• [EXERCISE PROMPT] Pull out each line of the items below that contains the string "part", copying every such line in full.

• [ENTRIES SHOWN]

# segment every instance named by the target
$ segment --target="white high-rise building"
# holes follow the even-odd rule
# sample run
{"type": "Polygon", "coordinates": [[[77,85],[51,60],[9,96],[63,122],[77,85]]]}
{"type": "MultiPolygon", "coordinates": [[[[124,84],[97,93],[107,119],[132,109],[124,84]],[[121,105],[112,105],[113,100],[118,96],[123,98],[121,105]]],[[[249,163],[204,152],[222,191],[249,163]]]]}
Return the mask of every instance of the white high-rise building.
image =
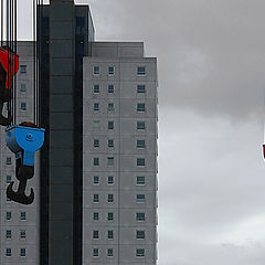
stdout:
{"type": "MultiPolygon", "coordinates": [[[[52,0],[43,13],[45,144],[33,204],[8,201],[18,180],[1,128],[0,264],[156,265],[157,60],[141,42],[95,42],[87,6],[52,0]]],[[[33,120],[33,42],[18,53],[19,124],[33,120]]]]}
{"type": "Polygon", "coordinates": [[[83,264],[156,264],[157,60],[95,42],[83,73],[83,264]]]}

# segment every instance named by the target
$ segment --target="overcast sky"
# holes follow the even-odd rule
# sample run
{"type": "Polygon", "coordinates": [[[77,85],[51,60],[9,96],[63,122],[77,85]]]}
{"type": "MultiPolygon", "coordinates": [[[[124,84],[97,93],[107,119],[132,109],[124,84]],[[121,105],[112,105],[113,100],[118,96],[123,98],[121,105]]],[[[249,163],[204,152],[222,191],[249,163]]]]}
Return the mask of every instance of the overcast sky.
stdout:
{"type": "Polygon", "coordinates": [[[159,265],[264,265],[264,0],[78,2],[158,57],[159,265]]]}

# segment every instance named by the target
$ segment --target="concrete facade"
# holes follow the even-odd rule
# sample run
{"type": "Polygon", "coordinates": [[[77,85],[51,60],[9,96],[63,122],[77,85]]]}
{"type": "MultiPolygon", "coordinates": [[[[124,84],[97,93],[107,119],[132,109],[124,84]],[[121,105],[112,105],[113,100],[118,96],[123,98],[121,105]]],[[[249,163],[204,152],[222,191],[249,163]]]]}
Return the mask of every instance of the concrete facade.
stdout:
{"type": "MultiPolygon", "coordinates": [[[[41,94],[49,137],[41,162],[36,155],[35,176],[28,182],[35,191],[32,205],[7,201],[8,176],[17,179],[14,155],[6,147],[1,128],[0,264],[155,265],[157,60],[145,57],[144,43],[93,42],[87,6],[53,1],[51,12],[50,7],[44,9],[44,25],[52,31],[45,31],[46,83],[41,87],[49,92],[41,94]],[[65,20],[67,12],[72,17],[65,20]],[[66,51],[60,49],[62,42],[66,51]],[[49,163],[43,163],[44,158],[49,163]],[[76,258],[78,244],[82,258],[76,258]]],[[[20,70],[17,75],[18,123],[33,120],[32,52],[32,42],[19,42],[20,65],[26,72],[20,70]]]]}
{"type": "Polygon", "coordinates": [[[83,264],[157,264],[157,60],[96,42],[83,73],[83,264]]]}

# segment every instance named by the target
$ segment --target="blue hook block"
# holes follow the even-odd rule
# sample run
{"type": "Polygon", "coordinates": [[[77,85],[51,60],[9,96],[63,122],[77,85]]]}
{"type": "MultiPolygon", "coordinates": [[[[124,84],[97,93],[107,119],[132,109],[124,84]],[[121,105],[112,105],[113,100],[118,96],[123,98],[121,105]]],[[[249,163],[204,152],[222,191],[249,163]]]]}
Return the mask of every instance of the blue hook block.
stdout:
{"type": "Polygon", "coordinates": [[[7,129],[8,148],[18,156],[23,150],[23,165],[34,166],[35,151],[44,142],[45,129],[13,125],[7,129]]]}

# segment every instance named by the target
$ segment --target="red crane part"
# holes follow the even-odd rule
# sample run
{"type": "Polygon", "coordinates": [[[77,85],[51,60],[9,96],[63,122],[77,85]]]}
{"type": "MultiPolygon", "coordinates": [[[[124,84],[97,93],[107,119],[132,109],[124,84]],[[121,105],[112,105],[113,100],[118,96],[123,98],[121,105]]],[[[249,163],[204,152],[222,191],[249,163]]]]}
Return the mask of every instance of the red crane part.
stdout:
{"type": "Polygon", "coordinates": [[[13,86],[13,76],[19,71],[19,55],[8,51],[7,46],[0,47],[0,63],[7,72],[6,88],[11,89],[13,86]]]}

• [PROBLEM SOLUTION]
$ segment --target="red crane part"
Return the mask of every instance of the red crane part.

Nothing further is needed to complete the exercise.